## Consignes
**1)** Recopiez le passage du texte commençant par « Mardi, peu de » et allant jusqu'à « sur un bâtiment. », en y remplaçant « bâtiment » par « immeuble ».
**2)** Répondez brièvement à ces questions sur le texte.
(a) Combien de morts les autorités libanaises ont-elles annoncé après la frappe ?
(b) Sur quelle plateforme le Hamas a-t-il publié un message avec les photos de treize hommes ?
(c) Selon le Hamas, qu'est-ce qui a été pris pour cible ?

## Texte à lire
>>>
JERUSALEM: L'armée israélienne a affirmé vendredi avoir tué "13 terroristes du Hamas" dans sa frappe menée mardi soir sur le camp de réfugiés palestiniens d'Aïn el-Héloué au Liban, dans laquelle les autorités libanaises ont annoncé 13 morts, sans préciser leur identité.

"Treize terroristes du Hamas ont été éliminés" dans cette frappe, "dont Jihad Saïdaoui, impliqué dans la formation de terroristes destinés à mener des attaques" contre Israël et ses soldats à partir territoire libanais, écrit dans un communiqué en hébreu l'armée qui avait aussi utilisé la graphie de "Jaouad Sidaoui".

A l'AFP qui lui demandait de lui fournir la liste nominative des douze autres personnes qu'elle dit avoir éliminées dans la frappe, l'armée israélienne a répondu n'avoir rien à ajouter à ce qui a été publié dans son communiqué.

Dans un avis de décès ayant circulé mercredi au Liban, le Hamas a publié la liste des noms des treize morts, en commençant par celui de Jihad Saïdaoui, avant de publier le lendemain sur Telegram, un message avec les photos de treize hommes d'apparence jeune, voire juvénile, accompagné d'un texte qualifiant la frappe "d'horrible massacre" ayant causé la mort de "plusieurs civils innocents".

Mardi, peu de temps après la frappe, l'armée israélienne avait annoncé avoir visé "des terroristes en opération dans un camp d'entraînement du Hamas".

"Les allégations (d'Israël) selon lesquelles le lieu ciblé serait un complexe d'entraînement appartenant au mouvement ne sont que pure calomnie (et visent) à justifier son agression criminelle et à inciter à la haine contre les camps et notre peuple palestinien", avait répliqué le Hamas, affirmant n'avoir "aucune installation militaire dans les camps palestiniens au Liban".

- "Terrain de sport" -

L'armée israélienne a diffusé ce qu'elle a présenté comme une vidéo de sa frappe montrant une attaque sur un bâtiment.

Mais le mouvement islamiste palestinien affirme que "ce qui a été pris pour cible est un terrain de sport ouvert fréquenté par les jeunes du camp (...) et que ceux qui ont été visés étaient un groupe de jeunes présents sur le terrain au moment de l'attaque".
<<<
## Données de l'exercice
>>>
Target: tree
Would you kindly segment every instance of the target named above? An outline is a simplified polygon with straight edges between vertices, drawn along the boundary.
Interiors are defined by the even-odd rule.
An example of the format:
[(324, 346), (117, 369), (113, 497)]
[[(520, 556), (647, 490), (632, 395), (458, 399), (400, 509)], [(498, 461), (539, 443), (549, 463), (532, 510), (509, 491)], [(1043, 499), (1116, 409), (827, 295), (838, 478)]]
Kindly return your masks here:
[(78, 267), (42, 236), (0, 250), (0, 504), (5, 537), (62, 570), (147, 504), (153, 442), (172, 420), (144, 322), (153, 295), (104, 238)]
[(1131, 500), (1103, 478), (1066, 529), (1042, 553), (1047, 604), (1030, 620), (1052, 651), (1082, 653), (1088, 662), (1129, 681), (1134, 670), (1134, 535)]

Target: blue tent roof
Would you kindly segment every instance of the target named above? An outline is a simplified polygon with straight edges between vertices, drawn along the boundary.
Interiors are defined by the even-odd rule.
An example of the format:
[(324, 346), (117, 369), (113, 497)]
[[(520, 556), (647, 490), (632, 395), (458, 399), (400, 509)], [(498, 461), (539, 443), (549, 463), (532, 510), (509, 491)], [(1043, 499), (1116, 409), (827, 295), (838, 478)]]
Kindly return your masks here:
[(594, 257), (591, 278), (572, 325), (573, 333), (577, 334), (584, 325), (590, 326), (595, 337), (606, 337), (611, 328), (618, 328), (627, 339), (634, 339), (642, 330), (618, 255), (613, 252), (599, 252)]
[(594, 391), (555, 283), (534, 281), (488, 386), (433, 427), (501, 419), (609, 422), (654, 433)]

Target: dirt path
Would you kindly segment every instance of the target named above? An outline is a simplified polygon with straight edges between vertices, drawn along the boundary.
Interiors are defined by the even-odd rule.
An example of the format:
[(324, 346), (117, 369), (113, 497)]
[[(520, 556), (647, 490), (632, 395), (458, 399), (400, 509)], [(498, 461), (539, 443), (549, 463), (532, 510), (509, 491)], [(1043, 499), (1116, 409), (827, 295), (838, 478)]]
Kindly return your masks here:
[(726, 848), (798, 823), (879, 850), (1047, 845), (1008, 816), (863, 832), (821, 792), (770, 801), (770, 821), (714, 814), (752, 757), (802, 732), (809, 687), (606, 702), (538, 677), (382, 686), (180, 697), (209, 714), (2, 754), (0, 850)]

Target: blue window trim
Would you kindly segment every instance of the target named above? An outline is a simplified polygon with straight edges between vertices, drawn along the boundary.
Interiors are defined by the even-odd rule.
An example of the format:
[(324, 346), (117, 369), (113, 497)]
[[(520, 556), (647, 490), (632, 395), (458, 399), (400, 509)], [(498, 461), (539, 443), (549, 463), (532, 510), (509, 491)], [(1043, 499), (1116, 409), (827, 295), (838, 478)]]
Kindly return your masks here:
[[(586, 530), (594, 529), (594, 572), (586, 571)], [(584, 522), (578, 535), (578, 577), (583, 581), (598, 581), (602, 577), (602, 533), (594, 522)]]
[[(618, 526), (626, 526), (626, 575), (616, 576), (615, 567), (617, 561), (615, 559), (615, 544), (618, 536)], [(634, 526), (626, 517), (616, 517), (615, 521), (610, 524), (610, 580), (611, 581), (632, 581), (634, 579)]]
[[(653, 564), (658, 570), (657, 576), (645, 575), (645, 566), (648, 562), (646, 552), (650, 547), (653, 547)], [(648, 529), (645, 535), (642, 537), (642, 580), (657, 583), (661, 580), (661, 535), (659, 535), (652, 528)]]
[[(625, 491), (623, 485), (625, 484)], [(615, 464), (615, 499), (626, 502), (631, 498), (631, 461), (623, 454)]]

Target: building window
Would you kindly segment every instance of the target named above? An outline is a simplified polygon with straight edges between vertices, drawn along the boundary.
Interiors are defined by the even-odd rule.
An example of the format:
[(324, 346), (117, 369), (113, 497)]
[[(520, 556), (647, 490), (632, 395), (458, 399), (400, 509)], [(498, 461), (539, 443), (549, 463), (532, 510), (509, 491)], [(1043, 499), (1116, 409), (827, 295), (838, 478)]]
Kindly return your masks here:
<<<
## Résultats attendus
**1)**
Mardi, peu de temps après la frappe, l'armée israélienne avait annoncé avoir visé "des terroristes en opération dans un camp d'entraînement du Hamas".

"Les allégations (d'Israël) selon lesquelles le lieu ciblé serait un complexe d'entraînement appartenant au mouvement ne sont que pure calomnie (et visent) à justifier son agression criminelle et à inciter à la haine contre les camps et notre peuple palestinien", avait répliqué le Hamas, affirmant n'avoir "aucune installation militaire dans les camps palestiniens au Liban".

- "Terrain de sport" -

L'armée israélienne a diffusé ce qu'elle a présenté comme une vidéo de sa frappe montrant une attaque sur un immeuble.

**2)**
(a) Treize morts.
(b) Sur Telegram.
(c) Un terrain de sport ouvert fréquenté par les jeunes du camp.